Data in this exercise start
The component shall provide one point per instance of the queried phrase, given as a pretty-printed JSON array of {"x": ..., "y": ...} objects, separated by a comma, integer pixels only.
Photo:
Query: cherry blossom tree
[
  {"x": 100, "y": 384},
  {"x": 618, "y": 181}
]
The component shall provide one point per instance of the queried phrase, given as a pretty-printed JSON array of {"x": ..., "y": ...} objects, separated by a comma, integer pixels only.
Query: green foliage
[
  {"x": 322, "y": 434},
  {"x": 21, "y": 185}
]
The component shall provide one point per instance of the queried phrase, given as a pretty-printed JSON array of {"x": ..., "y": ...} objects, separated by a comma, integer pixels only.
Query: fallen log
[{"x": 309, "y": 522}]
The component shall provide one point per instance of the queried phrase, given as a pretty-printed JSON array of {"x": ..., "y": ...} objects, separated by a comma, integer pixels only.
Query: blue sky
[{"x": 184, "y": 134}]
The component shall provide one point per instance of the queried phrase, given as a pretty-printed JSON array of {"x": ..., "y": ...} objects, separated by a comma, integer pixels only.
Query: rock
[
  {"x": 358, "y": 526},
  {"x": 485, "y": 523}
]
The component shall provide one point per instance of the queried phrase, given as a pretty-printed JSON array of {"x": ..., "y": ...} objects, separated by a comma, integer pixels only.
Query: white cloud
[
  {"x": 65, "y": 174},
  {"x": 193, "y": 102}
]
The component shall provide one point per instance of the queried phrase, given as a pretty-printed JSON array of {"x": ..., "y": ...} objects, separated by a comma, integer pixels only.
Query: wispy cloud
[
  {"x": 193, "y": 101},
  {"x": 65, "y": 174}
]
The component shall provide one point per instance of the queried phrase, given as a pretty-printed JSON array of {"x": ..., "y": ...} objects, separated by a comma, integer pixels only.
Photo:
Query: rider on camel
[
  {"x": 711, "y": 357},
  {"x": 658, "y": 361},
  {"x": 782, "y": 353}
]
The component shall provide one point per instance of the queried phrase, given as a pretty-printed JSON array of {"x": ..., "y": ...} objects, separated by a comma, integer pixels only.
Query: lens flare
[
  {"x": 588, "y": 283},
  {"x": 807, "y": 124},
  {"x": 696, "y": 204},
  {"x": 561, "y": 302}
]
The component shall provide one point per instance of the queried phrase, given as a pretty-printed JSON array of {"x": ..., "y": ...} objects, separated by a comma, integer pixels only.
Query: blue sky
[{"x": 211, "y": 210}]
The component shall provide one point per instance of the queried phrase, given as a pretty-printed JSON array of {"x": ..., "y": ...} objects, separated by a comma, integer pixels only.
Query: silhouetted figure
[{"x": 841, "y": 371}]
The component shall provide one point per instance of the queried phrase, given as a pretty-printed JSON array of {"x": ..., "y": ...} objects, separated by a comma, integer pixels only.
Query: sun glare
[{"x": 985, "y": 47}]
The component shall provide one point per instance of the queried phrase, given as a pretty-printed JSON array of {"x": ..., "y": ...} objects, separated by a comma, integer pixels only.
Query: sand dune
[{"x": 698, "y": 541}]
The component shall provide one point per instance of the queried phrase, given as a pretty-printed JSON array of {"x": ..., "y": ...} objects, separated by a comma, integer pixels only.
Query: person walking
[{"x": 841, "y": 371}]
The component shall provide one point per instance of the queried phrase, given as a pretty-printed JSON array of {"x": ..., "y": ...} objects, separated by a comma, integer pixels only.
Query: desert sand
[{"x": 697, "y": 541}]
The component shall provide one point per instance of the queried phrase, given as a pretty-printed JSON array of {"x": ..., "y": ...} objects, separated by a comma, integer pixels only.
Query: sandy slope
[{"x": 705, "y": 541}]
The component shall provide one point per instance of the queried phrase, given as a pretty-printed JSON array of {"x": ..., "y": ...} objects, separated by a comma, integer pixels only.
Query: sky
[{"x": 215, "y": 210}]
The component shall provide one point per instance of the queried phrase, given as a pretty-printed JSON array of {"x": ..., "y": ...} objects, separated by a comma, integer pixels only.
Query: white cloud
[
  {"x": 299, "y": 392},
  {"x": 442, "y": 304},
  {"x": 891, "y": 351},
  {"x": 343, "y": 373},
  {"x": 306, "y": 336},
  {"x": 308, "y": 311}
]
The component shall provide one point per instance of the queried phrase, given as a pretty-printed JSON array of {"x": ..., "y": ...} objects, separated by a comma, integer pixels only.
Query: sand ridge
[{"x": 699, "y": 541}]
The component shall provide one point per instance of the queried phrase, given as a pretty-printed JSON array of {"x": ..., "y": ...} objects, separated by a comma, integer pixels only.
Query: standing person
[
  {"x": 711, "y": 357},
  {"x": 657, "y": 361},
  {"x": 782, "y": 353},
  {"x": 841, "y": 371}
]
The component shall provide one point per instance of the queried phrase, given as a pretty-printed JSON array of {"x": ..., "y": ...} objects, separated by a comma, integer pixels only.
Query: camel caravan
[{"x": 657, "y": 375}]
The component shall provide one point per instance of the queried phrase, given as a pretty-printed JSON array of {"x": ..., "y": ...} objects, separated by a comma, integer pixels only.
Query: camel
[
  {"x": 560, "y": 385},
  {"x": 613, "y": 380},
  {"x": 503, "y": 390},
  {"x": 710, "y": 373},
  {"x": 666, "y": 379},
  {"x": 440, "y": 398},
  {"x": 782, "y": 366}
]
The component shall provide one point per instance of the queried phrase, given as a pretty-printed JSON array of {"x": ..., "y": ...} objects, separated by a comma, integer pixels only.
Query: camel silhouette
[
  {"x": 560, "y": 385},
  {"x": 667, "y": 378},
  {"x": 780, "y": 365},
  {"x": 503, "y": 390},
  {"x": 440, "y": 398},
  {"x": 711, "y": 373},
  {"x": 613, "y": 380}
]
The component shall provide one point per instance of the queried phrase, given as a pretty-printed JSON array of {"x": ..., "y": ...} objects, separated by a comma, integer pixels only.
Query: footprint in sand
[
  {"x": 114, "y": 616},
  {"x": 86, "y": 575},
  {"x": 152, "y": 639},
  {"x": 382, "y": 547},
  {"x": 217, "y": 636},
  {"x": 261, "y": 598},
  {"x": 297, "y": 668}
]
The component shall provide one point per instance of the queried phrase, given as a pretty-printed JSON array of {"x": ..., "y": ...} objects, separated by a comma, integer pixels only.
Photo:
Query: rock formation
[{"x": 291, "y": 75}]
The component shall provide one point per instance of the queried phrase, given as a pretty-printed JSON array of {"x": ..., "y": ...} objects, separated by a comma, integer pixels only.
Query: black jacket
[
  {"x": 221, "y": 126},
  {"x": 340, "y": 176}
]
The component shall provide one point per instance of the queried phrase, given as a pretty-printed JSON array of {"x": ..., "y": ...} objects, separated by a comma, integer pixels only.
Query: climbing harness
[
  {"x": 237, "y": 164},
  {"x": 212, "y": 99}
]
Data in this exercise end
▶ _To be done_: Pull out every line of the rows above that contains the string "camel", matching case exactly.

▶ _Final answer_:
Query: rider on camel
Query: camel caravan
Query: camel
Query: camel silhouette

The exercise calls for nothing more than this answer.